### The exercise
Gather every line in the listing below that contains the string "puppy", matching case exactly. Copy each matching line in full.

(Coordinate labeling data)
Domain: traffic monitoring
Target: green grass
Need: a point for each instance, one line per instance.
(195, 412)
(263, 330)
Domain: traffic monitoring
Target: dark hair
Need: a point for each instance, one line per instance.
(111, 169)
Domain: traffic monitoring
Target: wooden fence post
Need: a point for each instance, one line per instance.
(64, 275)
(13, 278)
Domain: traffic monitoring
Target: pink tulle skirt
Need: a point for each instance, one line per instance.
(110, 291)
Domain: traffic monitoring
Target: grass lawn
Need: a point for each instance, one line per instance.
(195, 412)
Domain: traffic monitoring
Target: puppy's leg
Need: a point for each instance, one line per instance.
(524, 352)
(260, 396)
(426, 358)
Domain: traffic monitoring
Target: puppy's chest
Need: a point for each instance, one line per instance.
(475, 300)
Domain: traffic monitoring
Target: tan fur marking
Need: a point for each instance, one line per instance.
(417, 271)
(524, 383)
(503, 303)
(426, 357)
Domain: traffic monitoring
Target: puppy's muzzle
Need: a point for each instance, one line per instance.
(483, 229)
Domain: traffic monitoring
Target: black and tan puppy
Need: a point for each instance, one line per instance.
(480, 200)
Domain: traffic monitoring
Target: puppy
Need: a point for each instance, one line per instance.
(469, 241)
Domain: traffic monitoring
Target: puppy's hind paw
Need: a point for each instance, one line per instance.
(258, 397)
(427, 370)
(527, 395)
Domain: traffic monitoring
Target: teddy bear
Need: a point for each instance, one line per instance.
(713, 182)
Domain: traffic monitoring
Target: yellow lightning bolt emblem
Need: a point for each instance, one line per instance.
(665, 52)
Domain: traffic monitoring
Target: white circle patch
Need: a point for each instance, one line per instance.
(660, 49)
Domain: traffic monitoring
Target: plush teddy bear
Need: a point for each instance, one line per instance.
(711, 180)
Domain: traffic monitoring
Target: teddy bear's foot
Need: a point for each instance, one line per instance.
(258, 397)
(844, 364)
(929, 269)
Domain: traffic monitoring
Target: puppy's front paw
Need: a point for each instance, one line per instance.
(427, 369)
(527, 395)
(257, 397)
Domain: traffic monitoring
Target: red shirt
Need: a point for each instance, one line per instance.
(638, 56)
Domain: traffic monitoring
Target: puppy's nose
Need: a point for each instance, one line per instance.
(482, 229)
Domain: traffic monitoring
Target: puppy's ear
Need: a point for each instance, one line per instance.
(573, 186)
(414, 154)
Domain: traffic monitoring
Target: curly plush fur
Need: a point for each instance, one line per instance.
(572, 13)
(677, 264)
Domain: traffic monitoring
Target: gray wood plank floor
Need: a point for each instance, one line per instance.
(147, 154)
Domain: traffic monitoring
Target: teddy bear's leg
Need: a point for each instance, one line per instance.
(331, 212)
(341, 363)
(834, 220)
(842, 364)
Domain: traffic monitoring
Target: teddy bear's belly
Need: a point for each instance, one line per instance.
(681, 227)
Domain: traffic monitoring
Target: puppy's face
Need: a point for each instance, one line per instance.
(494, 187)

---

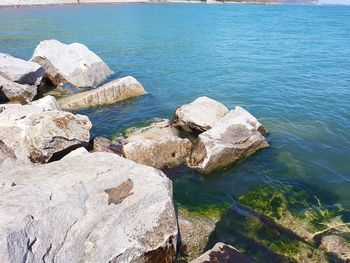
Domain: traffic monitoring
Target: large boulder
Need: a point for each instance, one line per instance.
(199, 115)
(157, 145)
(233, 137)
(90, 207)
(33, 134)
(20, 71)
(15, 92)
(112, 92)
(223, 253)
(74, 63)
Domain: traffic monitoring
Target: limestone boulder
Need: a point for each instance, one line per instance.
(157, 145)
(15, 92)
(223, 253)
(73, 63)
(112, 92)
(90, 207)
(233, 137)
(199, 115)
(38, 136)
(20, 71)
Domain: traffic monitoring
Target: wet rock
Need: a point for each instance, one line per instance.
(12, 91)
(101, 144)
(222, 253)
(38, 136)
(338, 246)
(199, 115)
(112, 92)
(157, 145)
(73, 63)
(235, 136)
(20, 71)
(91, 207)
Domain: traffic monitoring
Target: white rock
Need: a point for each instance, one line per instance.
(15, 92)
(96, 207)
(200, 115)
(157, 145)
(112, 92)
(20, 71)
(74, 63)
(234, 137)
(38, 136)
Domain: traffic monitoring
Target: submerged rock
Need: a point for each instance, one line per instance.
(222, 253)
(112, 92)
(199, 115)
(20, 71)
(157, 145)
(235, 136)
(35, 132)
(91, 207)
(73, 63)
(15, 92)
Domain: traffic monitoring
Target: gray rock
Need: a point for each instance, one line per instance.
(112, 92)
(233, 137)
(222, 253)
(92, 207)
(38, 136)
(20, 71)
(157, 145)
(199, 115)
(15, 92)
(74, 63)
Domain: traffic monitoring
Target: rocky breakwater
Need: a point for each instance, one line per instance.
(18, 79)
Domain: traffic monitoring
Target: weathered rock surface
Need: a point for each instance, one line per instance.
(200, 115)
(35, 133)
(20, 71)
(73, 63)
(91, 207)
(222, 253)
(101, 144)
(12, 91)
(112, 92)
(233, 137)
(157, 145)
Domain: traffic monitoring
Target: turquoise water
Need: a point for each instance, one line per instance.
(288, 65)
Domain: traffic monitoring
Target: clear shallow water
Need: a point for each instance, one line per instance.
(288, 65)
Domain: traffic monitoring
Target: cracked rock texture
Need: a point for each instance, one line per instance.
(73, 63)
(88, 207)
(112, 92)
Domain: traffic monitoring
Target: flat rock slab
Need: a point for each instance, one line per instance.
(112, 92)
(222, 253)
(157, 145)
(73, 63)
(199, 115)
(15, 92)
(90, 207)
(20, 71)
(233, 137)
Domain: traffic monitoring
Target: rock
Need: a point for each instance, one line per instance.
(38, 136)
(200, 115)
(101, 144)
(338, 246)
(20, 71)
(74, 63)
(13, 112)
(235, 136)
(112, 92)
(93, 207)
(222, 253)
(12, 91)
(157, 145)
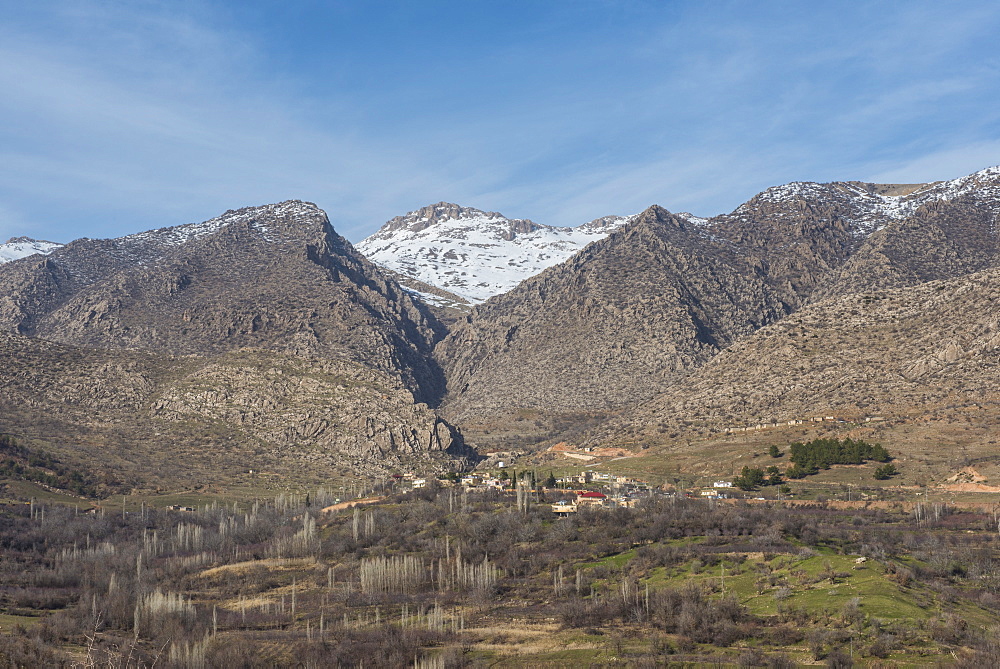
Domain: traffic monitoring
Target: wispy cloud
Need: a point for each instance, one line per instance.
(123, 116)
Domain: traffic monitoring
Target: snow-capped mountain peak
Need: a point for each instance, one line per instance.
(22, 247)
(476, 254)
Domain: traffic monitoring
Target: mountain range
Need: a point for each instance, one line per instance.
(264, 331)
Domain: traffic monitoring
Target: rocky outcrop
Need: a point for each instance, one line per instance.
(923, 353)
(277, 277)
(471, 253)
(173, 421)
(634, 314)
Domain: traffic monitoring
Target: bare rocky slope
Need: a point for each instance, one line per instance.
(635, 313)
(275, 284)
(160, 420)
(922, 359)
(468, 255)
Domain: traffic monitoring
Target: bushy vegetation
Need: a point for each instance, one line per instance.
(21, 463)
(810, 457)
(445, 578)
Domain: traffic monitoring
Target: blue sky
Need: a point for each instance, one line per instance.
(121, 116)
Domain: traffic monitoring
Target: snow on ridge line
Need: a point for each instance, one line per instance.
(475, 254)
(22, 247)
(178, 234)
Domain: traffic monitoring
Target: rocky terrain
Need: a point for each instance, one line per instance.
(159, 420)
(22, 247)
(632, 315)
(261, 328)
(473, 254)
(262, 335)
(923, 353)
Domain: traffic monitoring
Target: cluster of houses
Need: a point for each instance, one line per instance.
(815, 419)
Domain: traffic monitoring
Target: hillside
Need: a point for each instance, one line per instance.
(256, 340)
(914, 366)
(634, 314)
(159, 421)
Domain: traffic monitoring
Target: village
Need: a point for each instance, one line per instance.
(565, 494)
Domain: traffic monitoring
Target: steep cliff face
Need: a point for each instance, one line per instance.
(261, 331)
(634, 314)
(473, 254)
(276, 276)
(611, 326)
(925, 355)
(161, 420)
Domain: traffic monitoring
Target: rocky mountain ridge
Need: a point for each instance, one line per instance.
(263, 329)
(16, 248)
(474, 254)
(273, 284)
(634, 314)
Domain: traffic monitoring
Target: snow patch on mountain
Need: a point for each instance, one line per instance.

...

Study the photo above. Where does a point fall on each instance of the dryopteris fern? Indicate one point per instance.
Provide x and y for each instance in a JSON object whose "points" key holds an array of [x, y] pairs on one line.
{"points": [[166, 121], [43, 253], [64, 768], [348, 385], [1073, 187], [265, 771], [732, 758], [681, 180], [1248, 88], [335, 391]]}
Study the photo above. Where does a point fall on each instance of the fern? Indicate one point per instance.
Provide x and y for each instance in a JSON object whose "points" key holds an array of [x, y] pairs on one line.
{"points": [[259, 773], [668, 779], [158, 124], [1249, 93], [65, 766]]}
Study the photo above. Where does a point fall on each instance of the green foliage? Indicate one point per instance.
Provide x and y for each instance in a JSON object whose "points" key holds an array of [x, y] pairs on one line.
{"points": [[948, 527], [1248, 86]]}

### Answer to the task
Target: puppy's leg
Target: puppy's chest
Target: puppy's muzzle
Target: black and tan puppy
Target: puppy
Target: puppy's hind paw
Target: puppy's front paw
Target: puppy's nose
Target: puppy's ear
Target: puppy's face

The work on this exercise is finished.